__TASK DETAILS__
For the records below, reproduce exactly the line that contains "For every instance of the sunglasses" and all subsequent lines, with nothing left out and nothing added.
--- THE DATA ---
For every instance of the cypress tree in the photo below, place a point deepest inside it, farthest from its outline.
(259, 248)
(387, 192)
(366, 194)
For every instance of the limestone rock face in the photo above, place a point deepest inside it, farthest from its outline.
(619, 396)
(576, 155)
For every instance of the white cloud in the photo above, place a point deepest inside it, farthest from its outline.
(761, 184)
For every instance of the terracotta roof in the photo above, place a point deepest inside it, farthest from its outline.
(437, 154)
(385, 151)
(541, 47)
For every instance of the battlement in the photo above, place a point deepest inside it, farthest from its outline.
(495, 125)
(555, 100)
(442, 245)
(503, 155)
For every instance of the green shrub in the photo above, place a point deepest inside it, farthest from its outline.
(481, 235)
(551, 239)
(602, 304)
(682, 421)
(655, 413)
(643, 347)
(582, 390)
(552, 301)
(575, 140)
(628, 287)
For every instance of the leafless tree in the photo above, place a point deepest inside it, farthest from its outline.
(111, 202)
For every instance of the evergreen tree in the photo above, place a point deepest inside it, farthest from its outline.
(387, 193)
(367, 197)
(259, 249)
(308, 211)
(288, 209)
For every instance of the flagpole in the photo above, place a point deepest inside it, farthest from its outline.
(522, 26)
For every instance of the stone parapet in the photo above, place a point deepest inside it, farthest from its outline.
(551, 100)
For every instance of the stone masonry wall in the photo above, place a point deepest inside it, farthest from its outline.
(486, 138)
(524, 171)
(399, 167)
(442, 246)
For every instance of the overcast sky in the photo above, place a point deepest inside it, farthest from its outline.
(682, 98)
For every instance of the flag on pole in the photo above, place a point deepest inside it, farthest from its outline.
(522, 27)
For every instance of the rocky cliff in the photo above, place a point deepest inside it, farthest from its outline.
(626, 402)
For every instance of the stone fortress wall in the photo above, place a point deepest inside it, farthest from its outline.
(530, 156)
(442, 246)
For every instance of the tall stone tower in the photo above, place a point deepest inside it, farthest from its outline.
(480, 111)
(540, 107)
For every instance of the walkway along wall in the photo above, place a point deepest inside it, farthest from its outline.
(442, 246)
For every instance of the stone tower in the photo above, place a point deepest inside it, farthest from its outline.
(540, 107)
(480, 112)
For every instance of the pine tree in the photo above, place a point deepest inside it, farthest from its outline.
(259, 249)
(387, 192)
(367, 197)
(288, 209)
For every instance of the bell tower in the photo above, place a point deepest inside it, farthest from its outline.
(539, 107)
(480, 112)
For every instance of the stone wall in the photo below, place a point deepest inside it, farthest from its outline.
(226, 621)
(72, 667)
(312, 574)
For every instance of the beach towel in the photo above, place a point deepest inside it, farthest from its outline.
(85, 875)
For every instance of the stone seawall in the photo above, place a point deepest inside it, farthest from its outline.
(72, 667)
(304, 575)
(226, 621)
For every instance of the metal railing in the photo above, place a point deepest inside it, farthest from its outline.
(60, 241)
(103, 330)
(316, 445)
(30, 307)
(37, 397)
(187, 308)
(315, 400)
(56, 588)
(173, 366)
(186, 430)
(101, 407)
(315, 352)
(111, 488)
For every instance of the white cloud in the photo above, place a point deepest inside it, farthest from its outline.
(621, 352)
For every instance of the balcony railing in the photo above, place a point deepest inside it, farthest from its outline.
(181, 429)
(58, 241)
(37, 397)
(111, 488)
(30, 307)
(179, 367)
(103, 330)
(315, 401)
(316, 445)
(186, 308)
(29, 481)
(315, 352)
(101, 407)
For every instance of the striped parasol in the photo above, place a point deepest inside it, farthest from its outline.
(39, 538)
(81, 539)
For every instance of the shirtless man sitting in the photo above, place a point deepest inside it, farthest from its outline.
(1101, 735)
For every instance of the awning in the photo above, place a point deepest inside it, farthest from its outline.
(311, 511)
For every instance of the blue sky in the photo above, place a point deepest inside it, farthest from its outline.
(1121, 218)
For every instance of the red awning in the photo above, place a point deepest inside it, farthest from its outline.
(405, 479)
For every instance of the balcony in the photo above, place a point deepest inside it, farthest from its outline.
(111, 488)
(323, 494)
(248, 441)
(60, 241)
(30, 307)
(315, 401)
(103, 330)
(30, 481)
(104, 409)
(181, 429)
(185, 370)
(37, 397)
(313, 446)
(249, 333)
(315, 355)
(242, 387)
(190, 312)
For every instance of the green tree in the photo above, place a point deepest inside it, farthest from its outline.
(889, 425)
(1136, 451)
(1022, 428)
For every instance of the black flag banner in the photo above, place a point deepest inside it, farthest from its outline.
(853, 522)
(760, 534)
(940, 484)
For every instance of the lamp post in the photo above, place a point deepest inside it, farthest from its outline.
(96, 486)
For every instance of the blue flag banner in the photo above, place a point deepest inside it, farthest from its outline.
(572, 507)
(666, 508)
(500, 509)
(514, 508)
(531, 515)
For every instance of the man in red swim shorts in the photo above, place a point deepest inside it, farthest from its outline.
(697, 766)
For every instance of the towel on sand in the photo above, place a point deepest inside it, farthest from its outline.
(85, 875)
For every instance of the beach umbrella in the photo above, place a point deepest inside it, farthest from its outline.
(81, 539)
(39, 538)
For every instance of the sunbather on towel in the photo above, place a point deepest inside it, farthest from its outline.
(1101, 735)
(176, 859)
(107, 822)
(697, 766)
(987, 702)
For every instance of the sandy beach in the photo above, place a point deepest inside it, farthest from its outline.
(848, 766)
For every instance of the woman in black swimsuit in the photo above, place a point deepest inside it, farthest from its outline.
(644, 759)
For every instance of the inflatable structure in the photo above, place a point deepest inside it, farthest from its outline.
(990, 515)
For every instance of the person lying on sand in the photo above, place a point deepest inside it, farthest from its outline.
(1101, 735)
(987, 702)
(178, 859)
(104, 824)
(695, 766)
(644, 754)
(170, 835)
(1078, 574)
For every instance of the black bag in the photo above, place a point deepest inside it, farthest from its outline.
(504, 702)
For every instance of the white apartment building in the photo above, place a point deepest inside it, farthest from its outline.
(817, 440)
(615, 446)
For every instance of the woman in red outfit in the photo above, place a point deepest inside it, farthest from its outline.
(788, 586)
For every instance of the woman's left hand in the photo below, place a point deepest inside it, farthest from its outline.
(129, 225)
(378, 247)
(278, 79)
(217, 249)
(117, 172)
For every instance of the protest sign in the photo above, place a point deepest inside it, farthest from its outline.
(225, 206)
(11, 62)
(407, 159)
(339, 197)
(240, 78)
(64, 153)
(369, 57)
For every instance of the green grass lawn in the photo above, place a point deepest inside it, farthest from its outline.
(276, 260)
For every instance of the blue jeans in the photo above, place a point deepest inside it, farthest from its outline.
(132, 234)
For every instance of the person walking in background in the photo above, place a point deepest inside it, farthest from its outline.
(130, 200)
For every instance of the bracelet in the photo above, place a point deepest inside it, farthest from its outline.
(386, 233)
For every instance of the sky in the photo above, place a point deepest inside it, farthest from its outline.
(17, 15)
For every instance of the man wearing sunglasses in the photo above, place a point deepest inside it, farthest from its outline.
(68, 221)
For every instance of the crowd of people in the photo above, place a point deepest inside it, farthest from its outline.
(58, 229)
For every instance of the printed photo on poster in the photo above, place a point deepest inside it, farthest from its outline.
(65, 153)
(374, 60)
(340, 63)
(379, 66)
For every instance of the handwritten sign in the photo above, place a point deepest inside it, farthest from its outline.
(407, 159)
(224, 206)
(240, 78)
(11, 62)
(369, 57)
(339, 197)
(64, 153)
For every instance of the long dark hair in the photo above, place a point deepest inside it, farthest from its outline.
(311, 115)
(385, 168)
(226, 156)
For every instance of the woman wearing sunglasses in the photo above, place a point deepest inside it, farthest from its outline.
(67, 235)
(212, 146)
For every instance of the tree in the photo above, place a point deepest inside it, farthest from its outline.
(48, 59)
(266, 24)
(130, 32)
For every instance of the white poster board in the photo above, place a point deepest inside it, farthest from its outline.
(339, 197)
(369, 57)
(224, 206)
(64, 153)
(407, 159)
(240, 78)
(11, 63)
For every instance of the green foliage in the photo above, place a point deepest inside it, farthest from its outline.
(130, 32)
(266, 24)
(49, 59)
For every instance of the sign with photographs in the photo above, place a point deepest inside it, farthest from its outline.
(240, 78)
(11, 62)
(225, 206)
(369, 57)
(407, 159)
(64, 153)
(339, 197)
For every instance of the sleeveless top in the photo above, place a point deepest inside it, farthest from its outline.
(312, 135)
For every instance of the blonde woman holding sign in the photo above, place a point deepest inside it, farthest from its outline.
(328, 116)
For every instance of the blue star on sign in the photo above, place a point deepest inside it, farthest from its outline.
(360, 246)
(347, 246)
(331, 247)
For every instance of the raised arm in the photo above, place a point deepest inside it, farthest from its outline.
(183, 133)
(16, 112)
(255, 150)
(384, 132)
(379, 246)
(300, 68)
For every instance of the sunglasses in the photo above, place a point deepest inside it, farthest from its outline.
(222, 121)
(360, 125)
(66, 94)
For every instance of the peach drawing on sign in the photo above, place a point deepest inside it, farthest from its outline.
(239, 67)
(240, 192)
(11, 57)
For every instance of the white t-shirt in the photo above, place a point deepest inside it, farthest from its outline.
---
__SOLUTION FOR THIS EXERCISE__
For every instance of the sunglasses in the photo above, place a point deepest inside it, farthest from its outline.
(222, 121)
(360, 125)
(66, 94)
For every instance of the peach drawing on sign in the photo above, place a point deepest inside it, farthest from its outline.
(239, 67)
(240, 192)
(11, 57)
For every instance of the white t-shirt in the photo above, place a point deepest inside it, farthest from its outline.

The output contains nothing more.